Written tasks:
[a] Answer these from the post on charset conversion:
(i) What function does the binary map call after turning the binary into a list?
(ii) Where did the writer move all the conversion functions?
(iii) What value does cp037_to_iso_8859_1 return for 131?
[b] Set down, word for word, the passage of the post on charset conversion starting at "Wed Apr 18 23:19:18" and ending at "to map_1 ...".

Given text:
┌────────

[erlang-questions] Charset conversion / stylistic question.

Wed Apr 18 23:19:18 CEST 2007

> map_1(F, Bin) ->
>   {C, Rest} = F(Bin),
>   [C | map_1(F, Rest)];
> map_1(F, <<>>) -> [].

Just to make sure I understand. The above example isn't tail recursive
either, correct? The [|] list construction gets executed after the
recursive call to map_1 ...

So what I've changed is:

the binary map just converts the binary to a list which uses lists:map/2:

  map (Function, <<B/binary>>) -> lists:map(Function, binary_to_list(B));
  map (_Function, <<>>) -> [].

I've moved all the conversion functions into a separate module, so I'd
have one module per charset later. Still:
  ...
  cp037_to_iso_8859_1 (129) -> 97; % a
  cp037_to_iso_8859_1 (130) -> 98; % b
  cp037_to_iso_8859_1 (131) -> 99; % c
  ...

└────────

Dataset excerpt:
┌────────

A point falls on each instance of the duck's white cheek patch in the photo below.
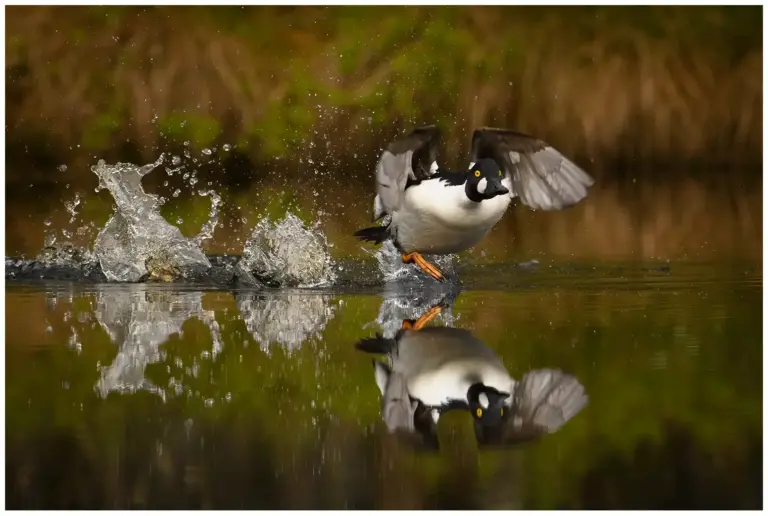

└────────

The replies:
[a]
(i) lists:map/2
(ii) Into a separate module, with the plan of having one module per charset later
(iii) 99

[b]
Wed Apr 18 23:19:18 CEST 2007

> map_1(F, Bin) ->
>   {C, Rest} = F(Bin),
>   [C | map_1(F, Rest)];
> map_1(F, <<>>) -> [].

Just to make sure I understand. The above example isn't tail recursive
either, correct? The [|] list construction gets executed after the
recursive call to map_1 ...